■ **Auszug**:

((

# Warme MTB-Stiefel



## alge54 (15. November 2010)

Hallo Ladies,

meine Frau ist auf der Suche nach einem superwarmen Schuhwerk fürs Biken (sie bekommt schnell kalte Füße).
Schuhgröße 35 (36, wenn die Schuhe klein ausfallen).

Unsere Suche im www blieb bisher erfolglos, da die meisten Hersteller diese Größen nicht im Angebot haben.

Hat von Euch jemand einen Tipp?

Gruß

Albrecht


----------



## Sickgirl (15. November 2010)

Hallo Albrecht,

ich würde die Schuhe noch eine Nummer größer kaufen.

Ich habe normal Größe 39, Radschuhe in 40 und habe meine Winterstiefel in Größe 41 gekauft. Ich hatte vorher welche in 40 aber da war es sehr eng mit den dicken Wandersocken. Jetzt 41 ist perfekt, die Zehen haben noch gut Platz und sind so schön warm.

Ich habe einen Northwave, den gibt es hier: http://www4.hibike.de/shop/product/p2a42c45bb4f6552026ceb8c3fd2836fe/sSfd58bcf4cef7b18eeb21a0e44d3c9311/Northwave-Celsius-Arctic-GTX-MTB-Winter-Schuhe-black-Winter-10-11.html in Größe 37.

Ich würde mir den mal schicken lassen und wirklich mit den dicksten Socken anprobieren.

Gruß
Ulrike


----------



## MTB-News.de




----------



## Silvermoon (15. November 2010)

Hi,

großer Tipp für kleine Füße: *Defroster MTB von Specialized* (gibt es ab Größe 36), halten warm und trocken. Kann ich nur wärmstens empfehlen , weil ich auch auf kleinem Fuße lebe und seit 2 Jahren mit den Schuhen prima durch den Winter komme.
und wenn deine Frau Größe 35 hat sind die doch optimal. Warme Socken noch - fertig!
Noch was am Schluss: Die Defroster sind auch relativ schmal geschnitten, denke das kommt deiner Frau auch super entgegen.


----------



## Veloce (15. November 2010)

Ich  fahre mit Schuhgröße 36  Shimano MTB Winterschuhe Gr 39 mit normalen Socken . Geniale Schuhe .
Regulär paßt mir bei Shimano und Spezi Gr 37 .


----------



## JarJarBings (16. November 2010)

also ich hab auch normal 38 und fahre mtb schuhe von shimano in größe 40. shimano ist eh schmal und klein und mit dicken socken und heizsohle brauchts einfach mehr größe.

))

[Einträge zum Zeigen und Beschriften]
((

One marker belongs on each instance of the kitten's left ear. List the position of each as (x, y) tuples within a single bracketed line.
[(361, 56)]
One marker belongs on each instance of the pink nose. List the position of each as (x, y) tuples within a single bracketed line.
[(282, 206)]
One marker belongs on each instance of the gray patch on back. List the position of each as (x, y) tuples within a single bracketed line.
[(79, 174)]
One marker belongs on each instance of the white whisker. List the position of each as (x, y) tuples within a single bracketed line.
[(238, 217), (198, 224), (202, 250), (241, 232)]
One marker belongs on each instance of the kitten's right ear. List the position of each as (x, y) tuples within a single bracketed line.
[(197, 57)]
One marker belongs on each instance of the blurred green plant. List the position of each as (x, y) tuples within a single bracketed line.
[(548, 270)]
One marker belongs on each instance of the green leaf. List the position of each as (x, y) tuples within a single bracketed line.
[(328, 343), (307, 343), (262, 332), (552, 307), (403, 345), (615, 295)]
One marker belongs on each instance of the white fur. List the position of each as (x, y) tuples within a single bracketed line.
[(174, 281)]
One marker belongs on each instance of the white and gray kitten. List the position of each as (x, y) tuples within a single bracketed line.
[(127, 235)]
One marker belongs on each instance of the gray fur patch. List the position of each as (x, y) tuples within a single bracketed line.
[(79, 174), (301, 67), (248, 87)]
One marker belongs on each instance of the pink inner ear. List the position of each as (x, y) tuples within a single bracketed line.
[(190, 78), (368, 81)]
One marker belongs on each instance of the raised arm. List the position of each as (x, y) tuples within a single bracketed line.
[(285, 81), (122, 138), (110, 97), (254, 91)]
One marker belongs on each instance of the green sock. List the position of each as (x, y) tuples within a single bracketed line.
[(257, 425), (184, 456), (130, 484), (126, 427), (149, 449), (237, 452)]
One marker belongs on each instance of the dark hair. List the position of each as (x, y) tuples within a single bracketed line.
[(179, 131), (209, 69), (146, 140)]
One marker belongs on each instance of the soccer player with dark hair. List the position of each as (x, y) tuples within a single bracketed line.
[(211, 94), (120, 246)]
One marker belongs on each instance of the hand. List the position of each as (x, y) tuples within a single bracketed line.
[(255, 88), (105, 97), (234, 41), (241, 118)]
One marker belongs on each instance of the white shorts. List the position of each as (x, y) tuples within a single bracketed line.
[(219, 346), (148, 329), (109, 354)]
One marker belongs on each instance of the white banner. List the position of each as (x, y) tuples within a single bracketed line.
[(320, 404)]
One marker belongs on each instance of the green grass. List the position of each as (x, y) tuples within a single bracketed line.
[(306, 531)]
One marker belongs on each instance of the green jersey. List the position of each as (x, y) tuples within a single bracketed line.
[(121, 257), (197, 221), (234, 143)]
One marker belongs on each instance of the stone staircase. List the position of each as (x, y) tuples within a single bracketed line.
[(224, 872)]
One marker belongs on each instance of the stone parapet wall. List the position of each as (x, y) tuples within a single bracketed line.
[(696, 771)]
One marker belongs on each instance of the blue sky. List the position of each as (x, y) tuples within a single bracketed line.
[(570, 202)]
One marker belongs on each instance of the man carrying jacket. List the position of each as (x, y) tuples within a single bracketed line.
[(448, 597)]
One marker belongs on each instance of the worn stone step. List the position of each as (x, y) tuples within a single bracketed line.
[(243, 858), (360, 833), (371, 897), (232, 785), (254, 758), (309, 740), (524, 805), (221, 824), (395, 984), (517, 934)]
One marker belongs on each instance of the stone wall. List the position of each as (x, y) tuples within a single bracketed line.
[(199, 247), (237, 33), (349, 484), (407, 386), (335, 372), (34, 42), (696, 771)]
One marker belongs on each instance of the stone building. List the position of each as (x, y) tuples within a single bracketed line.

))

■ **Aufgaben**:
**a)** Prüfe, ob die folgenden Aussagen mit dem Auszug übereinstimmen. Beantworte jede mit Ja oder Nein und belege sie mit den ausschlaggebenden Worten des Auszugs als wörtlichem Zitat. (i) Die Frau von Albrecht hat Schuhgröße 35. (ii) Den Defroster MTB von Specialized gibt es ab Größe 35. (iii) Ulrike hat ihre Winterstiefel in Größe 40 gekauft.
**b)** Führe den Auszug über warme MTB-Stiefel im Anschluss an seinen letzten Satz fort.

■ **Lösungen**:
**a)**
(i) Ja: „Schuhgröße 35 (36, wenn die Schuhe klein ausfallen).“
(ii) Nein: „gibt es ab Größe 36“
(iii) Nein: „habe meine Winterstiefel in Größe 41 gekauft“

**b)**
----------



## blutbuche (16. November 2010)

für cleats oder flats ?????


----------



## mtbbee (16. November 2010)

leider kommen die kleinen Größen erst wieder Anfang Dezember ... bin mit dem *Shimano SH-MT91 Touring Schuh* sehr zufrieden. Gibts auch ab Größe 38. Fahre ihn selbst in 39 bei Größe 37.


----------



## lieblingsschaf (17. November 2010)

Moin!

Ich nehm die Variante 1 Nr. größer und die dicken Seal Skinz rein. Hält wunderbar warm.

LG
Das Schaf


----------



## barbarissima (17. November 2010)

Wenn deine Frau ohne Cleats fährt, dann empfehle ich Winterwanderstiefel. Ich habe diese hier und den ganzen Winter warme, trockene Füße


----------



## Nevibikerin (17. November 2010)

Kauf dir lieber Heizsohlen wie z.B. von Hotronic. ( gabe es auch die letzten Jahre immer bei Tchibo) ist das Beste gegen kalte Füße.


----------



## blutbuche (19. November 2010)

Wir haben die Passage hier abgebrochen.